• WHAT NEEDS TO BE DONE: Extract the stretch of the data from its beginning through the line containing "column 410, row 267", copying every line word for word and including that final line.

[START DATA FOR THIS TASK]

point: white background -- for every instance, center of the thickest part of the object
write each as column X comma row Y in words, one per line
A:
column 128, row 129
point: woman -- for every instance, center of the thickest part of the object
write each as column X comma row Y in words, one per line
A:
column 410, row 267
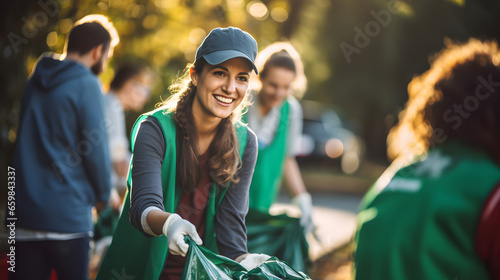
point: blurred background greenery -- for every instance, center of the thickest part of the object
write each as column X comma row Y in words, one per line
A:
column 359, row 55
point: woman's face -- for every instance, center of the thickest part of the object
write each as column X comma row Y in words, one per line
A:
column 276, row 86
column 220, row 88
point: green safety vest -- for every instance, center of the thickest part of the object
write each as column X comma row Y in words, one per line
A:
column 131, row 254
column 266, row 180
column 422, row 224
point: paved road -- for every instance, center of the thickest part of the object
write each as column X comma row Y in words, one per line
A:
column 334, row 216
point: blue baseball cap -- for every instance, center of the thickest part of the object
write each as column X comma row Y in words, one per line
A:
column 223, row 44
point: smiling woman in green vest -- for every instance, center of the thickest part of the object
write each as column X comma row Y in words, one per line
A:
column 191, row 168
column 276, row 118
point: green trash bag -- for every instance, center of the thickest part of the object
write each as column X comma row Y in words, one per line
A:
column 281, row 236
column 202, row 263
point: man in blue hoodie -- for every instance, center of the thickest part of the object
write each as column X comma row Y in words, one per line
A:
column 62, row 159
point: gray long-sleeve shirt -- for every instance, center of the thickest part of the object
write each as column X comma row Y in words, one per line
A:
column 149, row 152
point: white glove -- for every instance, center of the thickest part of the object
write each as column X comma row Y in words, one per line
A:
column 253, row 260
column 175, row 228
column 304, row 202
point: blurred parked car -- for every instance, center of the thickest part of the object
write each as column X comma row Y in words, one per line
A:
column 326, row 139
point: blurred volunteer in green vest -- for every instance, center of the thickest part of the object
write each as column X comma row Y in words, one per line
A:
column 276, row 118
column 191, row 168
column 435, row 212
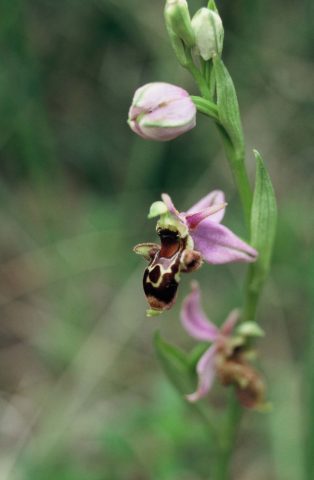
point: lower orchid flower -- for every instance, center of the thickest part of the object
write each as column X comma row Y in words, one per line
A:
column 227, row 357
column 187, row 239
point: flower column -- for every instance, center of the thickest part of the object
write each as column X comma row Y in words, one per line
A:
column 187, row 239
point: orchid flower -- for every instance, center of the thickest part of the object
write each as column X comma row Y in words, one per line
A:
column 216, row 243
column 226, row 357
column 187, row 239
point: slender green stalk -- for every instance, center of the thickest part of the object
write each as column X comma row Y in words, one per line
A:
column 206, row 107
column 237, row 165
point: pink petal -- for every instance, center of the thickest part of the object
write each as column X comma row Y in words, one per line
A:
column 151, row 95
column 169, row 204
column 194, row 319
column 216, row 197
column 230, row 323
column 206, row 372
column 218, row 244
column 193, row 219
column 162, row 111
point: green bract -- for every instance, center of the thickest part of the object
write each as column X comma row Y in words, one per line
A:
column 178, row 21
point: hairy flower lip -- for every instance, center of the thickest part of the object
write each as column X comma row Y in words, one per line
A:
column 225, row 358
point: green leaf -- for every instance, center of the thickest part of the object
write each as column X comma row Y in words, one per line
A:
column 263, row 223
column 228, row 107
column 175, row 364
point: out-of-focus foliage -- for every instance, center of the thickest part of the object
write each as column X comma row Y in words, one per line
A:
column 82, row 396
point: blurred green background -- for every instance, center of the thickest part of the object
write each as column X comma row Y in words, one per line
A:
column 82, row 396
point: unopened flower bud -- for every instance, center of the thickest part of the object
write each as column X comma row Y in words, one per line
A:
column 209, row 33
column 178, row 21
column 161, row 111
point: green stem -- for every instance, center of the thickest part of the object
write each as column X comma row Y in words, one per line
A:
column 251, row 298
column 197, row 75
column 236, row 161
column 206, row 107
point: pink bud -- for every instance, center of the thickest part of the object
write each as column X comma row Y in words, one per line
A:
column 161, row 111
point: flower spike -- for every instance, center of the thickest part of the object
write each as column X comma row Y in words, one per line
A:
column 226, row 358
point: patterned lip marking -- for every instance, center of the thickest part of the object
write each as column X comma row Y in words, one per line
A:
column 161, row 277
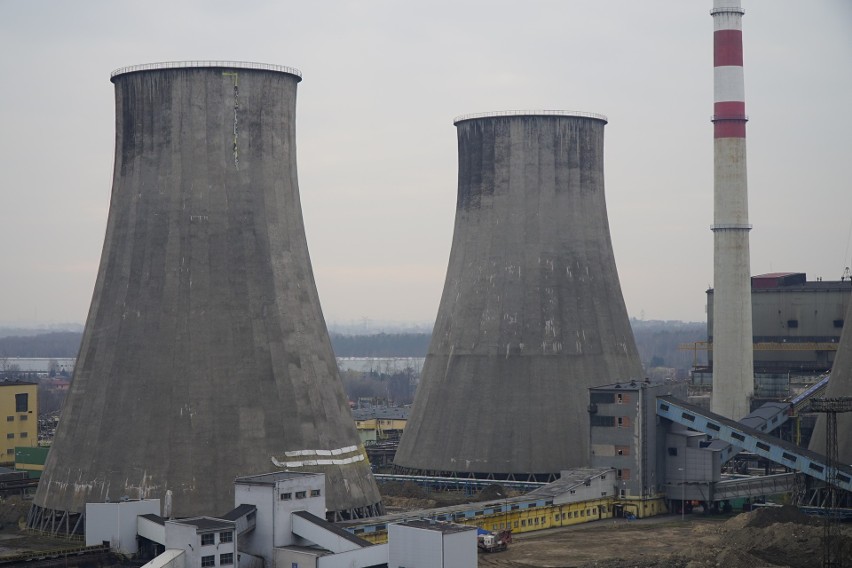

[END DATA FOR THIS TASK]

• RESPONSE:
point: white background -- for every instance, center of the thickest part of the object
write each as column X comma row Y in words, one per line
A:
column 128, row 129
point: woman -- for every instance, center of the thickest part of the object
write each as column X comma row Y in words, one per line
A:
column 410, row 267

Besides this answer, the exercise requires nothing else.